**Extract provided**
+++

Well, it seems to me your wireless driver is dying on boot with AC power on.

I'd suggest either finding the cause of that, or writing a quick script which checks to see if your wireless is loaded and up when you log in, and if either is false, reloading the driver.

Just a thought.

----------

## Bombs14

I've been looking deeper into it, and it appears more like an irq problem. 

When the wireless card works properly, I notice that IRQ 3 is not disabled for the card...

however, when the wireless card does not work properly, there's a message saying "nobody cared!" "disabling irq #3"

I'm not too sure how to go about fixing such a problem...anyone?

----------

## Bombs14

oh yeah, and pci=noacpi, pci=noapci, and pci=biosirq all don't work for me.

----------

## Bombs14

fixed it, the problem was the pcmcia wireless card using IRQ 3 when that IRQ doesn't work, so I just made it use IRQ 4, and now all is good. =)

----------

## voltairien

Same problem here, how do you change IRQ ?

V.

+++

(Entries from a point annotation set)

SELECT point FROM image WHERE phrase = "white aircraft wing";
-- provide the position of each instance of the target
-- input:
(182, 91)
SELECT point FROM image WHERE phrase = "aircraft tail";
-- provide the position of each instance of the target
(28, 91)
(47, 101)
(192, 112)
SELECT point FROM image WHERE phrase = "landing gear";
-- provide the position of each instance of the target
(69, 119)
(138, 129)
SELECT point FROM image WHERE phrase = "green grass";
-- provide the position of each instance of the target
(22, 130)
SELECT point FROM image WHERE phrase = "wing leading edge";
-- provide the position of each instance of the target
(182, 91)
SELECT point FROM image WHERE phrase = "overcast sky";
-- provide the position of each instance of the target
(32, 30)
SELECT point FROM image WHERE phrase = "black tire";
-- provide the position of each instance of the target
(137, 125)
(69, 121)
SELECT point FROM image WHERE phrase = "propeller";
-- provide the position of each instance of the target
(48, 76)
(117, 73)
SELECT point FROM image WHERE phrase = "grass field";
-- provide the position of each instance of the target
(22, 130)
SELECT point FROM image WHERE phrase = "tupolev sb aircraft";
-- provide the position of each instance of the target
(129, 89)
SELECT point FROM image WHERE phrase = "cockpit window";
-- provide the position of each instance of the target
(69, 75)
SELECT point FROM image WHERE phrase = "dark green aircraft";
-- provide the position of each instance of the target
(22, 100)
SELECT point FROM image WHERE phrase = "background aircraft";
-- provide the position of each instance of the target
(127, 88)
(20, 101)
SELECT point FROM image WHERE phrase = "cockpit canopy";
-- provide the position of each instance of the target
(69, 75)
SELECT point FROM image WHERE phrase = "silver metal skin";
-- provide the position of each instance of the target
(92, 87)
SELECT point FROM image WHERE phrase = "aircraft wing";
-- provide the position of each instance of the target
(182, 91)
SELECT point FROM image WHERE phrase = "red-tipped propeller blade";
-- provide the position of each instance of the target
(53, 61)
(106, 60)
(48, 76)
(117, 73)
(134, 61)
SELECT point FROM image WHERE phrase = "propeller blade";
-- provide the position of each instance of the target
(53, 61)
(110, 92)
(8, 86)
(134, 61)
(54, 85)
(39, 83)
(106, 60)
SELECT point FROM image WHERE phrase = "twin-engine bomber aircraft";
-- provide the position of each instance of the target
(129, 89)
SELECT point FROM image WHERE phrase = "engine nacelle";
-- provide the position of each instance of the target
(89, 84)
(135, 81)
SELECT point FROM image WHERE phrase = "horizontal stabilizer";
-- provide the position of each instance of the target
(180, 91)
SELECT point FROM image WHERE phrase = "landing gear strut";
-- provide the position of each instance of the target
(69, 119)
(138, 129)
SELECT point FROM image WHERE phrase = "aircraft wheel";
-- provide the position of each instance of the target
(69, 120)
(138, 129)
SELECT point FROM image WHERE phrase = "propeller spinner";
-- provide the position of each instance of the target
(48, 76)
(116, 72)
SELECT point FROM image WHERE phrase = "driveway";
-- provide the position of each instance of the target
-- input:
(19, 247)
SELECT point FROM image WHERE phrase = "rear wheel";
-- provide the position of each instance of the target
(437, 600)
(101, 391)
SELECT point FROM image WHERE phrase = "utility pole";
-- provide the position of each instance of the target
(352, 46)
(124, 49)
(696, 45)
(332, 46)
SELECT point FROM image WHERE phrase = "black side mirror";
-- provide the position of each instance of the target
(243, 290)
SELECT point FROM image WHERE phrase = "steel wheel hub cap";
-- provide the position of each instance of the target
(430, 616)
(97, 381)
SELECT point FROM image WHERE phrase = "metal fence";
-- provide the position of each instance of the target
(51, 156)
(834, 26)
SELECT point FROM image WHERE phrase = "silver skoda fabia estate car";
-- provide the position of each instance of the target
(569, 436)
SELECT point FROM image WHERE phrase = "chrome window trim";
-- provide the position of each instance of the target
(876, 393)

+++

**Written exercise A**
According to the forum thread, which IRQ did the poster move the PCMCIA wireless card to in order to fix the problem?
**Written exercise B**
Repeat the passage of the forum thread between "Well, it seems" and "an irq problem.", inclusive, switching "script" to "program".

**Worked solution A**
IRQ 4

**Worked solution B**
Well, it seems to me your wireless driver is dying on boot with AC power on.

I'd suggest either finding the cause of that, or writing a quick program which checks to see if your wireless is loaded and up when you log in, and if either is false, reloading the driver.

Just a thought.

----------

## Bombs14

I've been looking deeper into it, and it appears more like an irq problem.